──────── EXERCISE TEXT ────────

Finally, we examined local vessel-to-tissue contrast (VTR) for selected vessels in the imaging field throughout the imaging sequence. The vessel and neighboring tissue regions-of-interest (ROIs) used to calculate VTR are shown in Fig. 4 for both NIR-I and SWIR images. Overexposed regions in the early phase of SWIR imaging were excluded. VTR values of both NIR-I and SWIR over time for each vessel analyzed are plotted in Figs. 4(a)–4(d). These plots revealed that after the initial uptake of ICG, local VTR values were relatively stable for both NIR-I and SWIR channels over the 5 min measured. Notably, values of VTR in the SWIR channel were consistently higher than in the NIR-I values. In one example, shown in Fig. 4(b), the VTR measurements for the vessels were $\sim 50\%$ higher in the SWIR than the NIR-I images. Also notable was the vessel analyzed in Fig. 4(d), which was mostly undetectable in the NIR-I regime, yet produced measurable contrast in the SWIR channel.

Fig. 4

(a–d) Dynamic VTR values plotted as a function of time with corresponding vessel and tissue ROIs outlined above each respective vessel-to-tissue contrast plot.

────────

#### WORK ORDER 1:
List every abbreviation used in the passage on vessel-to-tissue contrast.
#### WORK ORDER 2:
Answer these from the passage on vessel-to-tissue contrast:
(a) Over what span of time were the local VTR values measured?
(b) In the example shown in Fig. 4(b), how much higher were the VTR measurements in the SWIR images than in the NIR-I images?
(c) Which regions were left out of the analysis?
#### WORK ORDER 3:
Carry on the passage on vessel-to-tissue contrast from the end of its figure caption.
The listing that follows comes from a separate source and is unrelated to the vessel-to-tissue contrast passage.

──────── RECORDED INFORMATION ────────

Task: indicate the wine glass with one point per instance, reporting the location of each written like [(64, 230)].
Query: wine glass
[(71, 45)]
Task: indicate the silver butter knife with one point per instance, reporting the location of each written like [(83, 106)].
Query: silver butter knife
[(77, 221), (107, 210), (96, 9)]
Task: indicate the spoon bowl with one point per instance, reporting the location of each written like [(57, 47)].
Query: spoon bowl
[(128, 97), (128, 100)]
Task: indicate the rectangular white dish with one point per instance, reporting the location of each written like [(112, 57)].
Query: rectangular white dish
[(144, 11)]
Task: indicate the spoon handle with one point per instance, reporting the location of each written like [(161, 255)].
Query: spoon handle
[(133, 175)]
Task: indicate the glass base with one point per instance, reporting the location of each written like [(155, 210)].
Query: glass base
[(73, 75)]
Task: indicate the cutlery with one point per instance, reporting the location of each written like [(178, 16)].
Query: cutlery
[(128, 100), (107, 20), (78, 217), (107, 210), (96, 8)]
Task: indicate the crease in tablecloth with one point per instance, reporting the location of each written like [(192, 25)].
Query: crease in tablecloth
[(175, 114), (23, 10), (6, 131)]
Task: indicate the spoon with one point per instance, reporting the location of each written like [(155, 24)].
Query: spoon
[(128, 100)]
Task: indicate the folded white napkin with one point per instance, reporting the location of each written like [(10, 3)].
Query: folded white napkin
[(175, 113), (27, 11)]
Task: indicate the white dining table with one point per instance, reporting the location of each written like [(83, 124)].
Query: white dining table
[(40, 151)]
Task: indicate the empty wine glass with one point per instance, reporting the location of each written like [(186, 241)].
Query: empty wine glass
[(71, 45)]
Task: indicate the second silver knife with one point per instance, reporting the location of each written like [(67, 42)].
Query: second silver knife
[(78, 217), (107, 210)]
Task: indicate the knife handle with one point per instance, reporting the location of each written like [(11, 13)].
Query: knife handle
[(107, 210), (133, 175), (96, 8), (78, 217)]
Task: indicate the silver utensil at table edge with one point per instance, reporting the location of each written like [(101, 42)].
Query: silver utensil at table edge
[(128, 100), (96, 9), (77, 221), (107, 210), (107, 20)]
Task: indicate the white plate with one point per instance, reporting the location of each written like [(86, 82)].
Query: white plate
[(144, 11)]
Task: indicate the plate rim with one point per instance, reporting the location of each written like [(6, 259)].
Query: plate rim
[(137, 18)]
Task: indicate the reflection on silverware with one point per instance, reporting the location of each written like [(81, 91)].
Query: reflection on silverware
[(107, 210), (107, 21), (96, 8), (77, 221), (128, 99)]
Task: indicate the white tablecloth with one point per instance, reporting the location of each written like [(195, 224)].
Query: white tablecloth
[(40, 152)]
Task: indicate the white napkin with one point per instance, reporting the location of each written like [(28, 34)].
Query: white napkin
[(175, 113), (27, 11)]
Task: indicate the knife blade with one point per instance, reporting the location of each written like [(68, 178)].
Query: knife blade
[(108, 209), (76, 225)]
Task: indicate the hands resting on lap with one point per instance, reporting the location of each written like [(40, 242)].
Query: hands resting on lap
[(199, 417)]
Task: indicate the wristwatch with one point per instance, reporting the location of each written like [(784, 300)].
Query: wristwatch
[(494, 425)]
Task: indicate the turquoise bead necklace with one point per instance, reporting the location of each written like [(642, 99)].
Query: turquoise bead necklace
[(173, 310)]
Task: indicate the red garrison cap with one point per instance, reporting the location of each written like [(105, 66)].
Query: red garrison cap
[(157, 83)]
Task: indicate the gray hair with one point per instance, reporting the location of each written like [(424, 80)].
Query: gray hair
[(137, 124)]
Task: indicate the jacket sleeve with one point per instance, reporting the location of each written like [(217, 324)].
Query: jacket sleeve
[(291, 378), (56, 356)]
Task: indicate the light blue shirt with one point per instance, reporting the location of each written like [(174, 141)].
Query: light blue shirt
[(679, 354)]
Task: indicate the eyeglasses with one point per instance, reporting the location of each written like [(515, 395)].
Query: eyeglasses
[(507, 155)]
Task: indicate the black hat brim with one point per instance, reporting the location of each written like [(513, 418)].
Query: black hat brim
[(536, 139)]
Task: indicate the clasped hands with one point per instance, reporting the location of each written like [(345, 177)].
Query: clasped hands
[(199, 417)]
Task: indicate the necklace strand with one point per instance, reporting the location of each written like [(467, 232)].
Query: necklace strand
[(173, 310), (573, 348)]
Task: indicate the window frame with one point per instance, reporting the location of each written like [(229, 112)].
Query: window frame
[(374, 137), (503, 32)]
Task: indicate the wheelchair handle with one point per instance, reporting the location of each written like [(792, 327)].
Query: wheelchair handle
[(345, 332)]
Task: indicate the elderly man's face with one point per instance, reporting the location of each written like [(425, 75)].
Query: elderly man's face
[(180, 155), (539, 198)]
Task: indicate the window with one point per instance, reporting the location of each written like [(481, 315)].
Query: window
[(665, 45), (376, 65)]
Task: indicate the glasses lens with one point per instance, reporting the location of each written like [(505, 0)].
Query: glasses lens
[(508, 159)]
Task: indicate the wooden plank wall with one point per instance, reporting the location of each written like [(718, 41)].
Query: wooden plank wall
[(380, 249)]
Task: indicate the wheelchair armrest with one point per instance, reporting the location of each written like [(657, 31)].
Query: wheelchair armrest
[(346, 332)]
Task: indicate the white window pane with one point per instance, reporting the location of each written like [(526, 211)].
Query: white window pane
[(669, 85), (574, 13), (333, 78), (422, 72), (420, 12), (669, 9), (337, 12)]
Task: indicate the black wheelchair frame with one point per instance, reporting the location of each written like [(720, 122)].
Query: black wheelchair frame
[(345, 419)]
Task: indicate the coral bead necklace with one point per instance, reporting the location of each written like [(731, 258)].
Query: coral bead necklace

────────

#### REPLY 1:
VTR, ROIs, NIR-I, SWIR, ICG

#### REPLY 2:
(a) 5 min
(b) About 50% higher
(c) Overexposed regions in the early phase of SWIR imaging

#### REPLY 3:
To our knowledge, this is the first report of SWIR fluorescence in a large animal (nonmouse) model and the first to compare imaging of ICG using SWIR instrument with a clinical NIR-I surgical microscope. Our results indicate that SWIR fluorescence of a human equivalent dose of ICG is readily detectable in this craniotomy model, even when imaging using short exposure times (50 ms). The vessel structure was well-resolved in the SWIR, and many small vessels that were readily visualized in SWIR images were not visible in the NIR-I images. In the largest vessels, spatial resolution and contrast were similar between the two channels; however, SWIR imaging significantly outperformed the NIR-I system in both spatial and contrast resolutions in smaller vessels. A particularly notable observation was the stark difference between the two channels in a region of the brain covered by a layer of whole blood. In this region, smaller vessels were still visible in the SWIR images and looked similar to vessels outside the blood region. In contrast, the blood appeared to obscure vessels and produce high signal heterogeneity in the NIR-I images.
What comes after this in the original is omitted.